*Provided records*.

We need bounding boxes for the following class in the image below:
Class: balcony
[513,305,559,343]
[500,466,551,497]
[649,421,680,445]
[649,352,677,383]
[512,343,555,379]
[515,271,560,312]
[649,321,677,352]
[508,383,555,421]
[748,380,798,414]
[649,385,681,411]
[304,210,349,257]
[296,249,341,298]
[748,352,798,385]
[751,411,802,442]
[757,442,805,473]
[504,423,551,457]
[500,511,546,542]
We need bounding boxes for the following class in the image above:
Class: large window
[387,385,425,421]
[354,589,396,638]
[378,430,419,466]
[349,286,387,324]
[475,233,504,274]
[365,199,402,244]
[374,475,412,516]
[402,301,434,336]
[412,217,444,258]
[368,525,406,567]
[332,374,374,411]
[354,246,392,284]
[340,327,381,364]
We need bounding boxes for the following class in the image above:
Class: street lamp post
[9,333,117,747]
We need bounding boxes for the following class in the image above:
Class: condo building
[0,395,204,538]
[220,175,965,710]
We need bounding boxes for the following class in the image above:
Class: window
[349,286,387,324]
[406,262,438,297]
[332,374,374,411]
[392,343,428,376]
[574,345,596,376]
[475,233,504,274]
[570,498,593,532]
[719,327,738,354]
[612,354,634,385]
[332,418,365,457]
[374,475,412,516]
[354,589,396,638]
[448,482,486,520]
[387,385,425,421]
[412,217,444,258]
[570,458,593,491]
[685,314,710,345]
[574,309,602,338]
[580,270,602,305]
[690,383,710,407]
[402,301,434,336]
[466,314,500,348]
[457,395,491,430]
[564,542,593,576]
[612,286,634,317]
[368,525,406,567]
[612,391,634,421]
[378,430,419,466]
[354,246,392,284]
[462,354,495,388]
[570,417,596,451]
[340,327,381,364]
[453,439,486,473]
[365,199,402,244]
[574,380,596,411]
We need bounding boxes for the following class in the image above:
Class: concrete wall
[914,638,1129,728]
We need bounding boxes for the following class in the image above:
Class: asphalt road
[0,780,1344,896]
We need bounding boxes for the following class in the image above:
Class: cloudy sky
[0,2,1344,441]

*Stated problem*. Rewrite the data from its first line through the line containing "[296,249,341,298]", with "balcony" changed to "terrace" and everything else left as it is.

*Final result*.
We need bounding boxes for the following class in the image below:
Class: terrace
[513,305,559,343]
[500,466,551,497]
[649,421,680,445]
[649,352,677,383]
[512,343,555,379]
[515,271,560,312]
[649,321,677,352]
[508,383,555,421]
[748,380,798,414]
[649,385,681,411]
[304,210,349,257]
[296,249,341,298]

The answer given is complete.